WHAT YOU ARE ASKED TO DO: Copy verbatim the part of the SurVIndel2 text that runs from "In the HGSVC2 benchmark, tandem" to "precision are calculated.".

TEXT:
⁂

In the HGSVC2 benchmark, tandem duplications are simply reported as insertions. Since we are interested in calculating the sensitivity only on tandem duplications, we used the method introduced in15 to identify them from other insertions. See Methods for details on how sensitivity and precision are calculated.
The machine learning model of SurVIndel2 was trained using the 34 samples in HGSVC2 sampled by the NYGC. For this reason, when testing them, we use a leave-one-out strategy. More precisely, for each sample S in HGSVC2, we train a separate model by excluding S from the training set, and we use it to filter the raw calls by SurVIndel2 detected from S.
SurVIndel2 outperforms the other methods in both deletions and duplications, often by a large margin (Fig. 4a, b). For deletions, Manta is the only method that almost matches SurVindel2 precision (average precision is 0.84 for Manta, 0.87 for SurVIndel2), but at the expense of greatly reduced sensitivity (average sensitivity is 0.41 for Manta, 0.60 for SurVIndel2, 46% increase). SurVIndel is the second most sensitive method (0.5 average sensitivity and average precision 0.57), but it is considerably less precise than both Manta and SurVIndel2.
Sensitivity and precision for deletions (a) and tandem duplications (b) in the HGSVC2 catalogue. Each sample is a dot, its x coordinate is the sensitivity while its y coordinate is the precision. SurVIndel2 has higher sensitivity and precision than the other methods. c Sensitivity of the methods in predicting deletions in HG002, stratified by supporting evidence. Split reads (SR)-supported deletions are relatively easy for all methods, although SurVIndel2 has a clear advantage. However, SurVIndel2 is the only method that can detect most deletions with strong hidden split reads (HSR) support. d For tandem duplications, existing methods perform poorly even for SR-supported events. SurVIndel2 can detect nearly twice as many duplications as existing methods that are supported by split and hidden split reads.

⁂

ENTRIES SHOWN:
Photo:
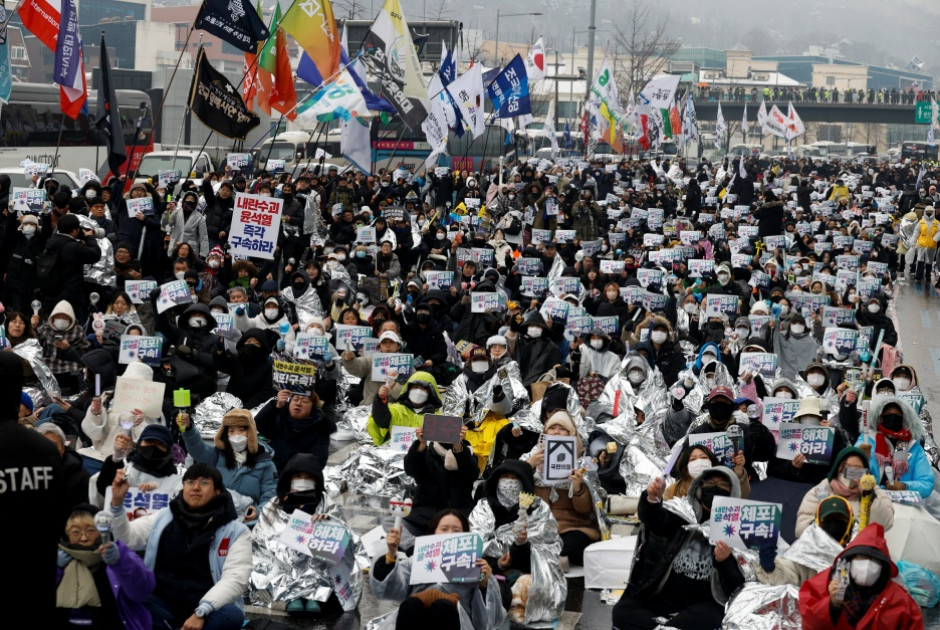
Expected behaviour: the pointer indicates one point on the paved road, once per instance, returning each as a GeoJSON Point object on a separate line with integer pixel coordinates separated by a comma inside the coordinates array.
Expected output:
{"type": "Point", "coordinates": [918, 318]}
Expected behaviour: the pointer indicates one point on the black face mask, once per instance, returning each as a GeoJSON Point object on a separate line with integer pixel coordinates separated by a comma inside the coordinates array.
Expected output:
{"type": "Point", "coordinates": [892, 422]}
{"type": "Point", "coordinates": [708, 494]}
{"type": "Point", "coordinates": [720, 412]}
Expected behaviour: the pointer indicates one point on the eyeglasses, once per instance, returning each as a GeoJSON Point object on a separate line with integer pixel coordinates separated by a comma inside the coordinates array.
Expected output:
{"type": "Point", "coordinates": [88, 532]}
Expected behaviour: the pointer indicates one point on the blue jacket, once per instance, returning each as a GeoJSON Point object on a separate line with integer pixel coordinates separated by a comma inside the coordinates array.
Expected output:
{"type": "Point", "coordinates": [131, 583]}
{"type": "Point", "coordinates": [258, 482]}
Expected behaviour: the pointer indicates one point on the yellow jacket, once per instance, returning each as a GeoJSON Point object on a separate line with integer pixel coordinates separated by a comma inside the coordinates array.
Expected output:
{"type": "Point", "coordinates": [925, 234]}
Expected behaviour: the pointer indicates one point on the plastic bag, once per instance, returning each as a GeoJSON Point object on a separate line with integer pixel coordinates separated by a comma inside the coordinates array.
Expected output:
{"type": "Point", "coordinates": [923, 585]}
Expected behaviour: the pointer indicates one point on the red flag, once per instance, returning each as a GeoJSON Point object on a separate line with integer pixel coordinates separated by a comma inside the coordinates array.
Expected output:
{"type": "Point", "coordinates": [283, 97]}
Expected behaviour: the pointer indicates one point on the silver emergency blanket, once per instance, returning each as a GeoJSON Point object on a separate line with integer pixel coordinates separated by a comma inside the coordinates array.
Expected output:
{"type": "Point", "coordinates": [481, 400]}
{"type": "Point", "coordinates": [764, 607]}
{"type": "Point", "coordinates": [31, 351]}
{"type": "Point", "coordinates": [308, 305]}
{"type": "Point", "coordinates": [280, 574]}
{"type": "Point", "coordinates": [549, 588]}
{"type": "Point", "coordinates": [209, 413]}
{"type": "Point", "coordinates": [102, 272]}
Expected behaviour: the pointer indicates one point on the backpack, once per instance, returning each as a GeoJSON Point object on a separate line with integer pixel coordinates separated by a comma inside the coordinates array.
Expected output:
{"type": "Point", "coordinates": [48, 275]}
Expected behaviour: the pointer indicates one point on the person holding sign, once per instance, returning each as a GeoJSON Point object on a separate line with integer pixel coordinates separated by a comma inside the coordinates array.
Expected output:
{"type": "Point", "coordinates": [676, 573]}
{"type": "Point", "coordinates": [863, 594]}
{"type": "Point", "coordinates": [291, 576]}
{"type": "Point", "coordinates": [448, 606]}
{"type": "Point", "coordinates": [99, 583]}
{"type": "Point", "coordinates": [202, 549]}
{"type": "Point", "coordinates": [573, 507]}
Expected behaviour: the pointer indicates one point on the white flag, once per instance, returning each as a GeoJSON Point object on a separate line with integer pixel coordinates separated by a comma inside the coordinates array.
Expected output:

⁂

PROBLEM SOLUTION:
In the HGSVC2 benchmark, tandem duplications are simply reported as insertions. Since we are interested in calculating the sensitivity only on tandem duplications, we used the method introduced in15 to identify them from other insertions. See Methods for details on how sensitivity and precision are calculated.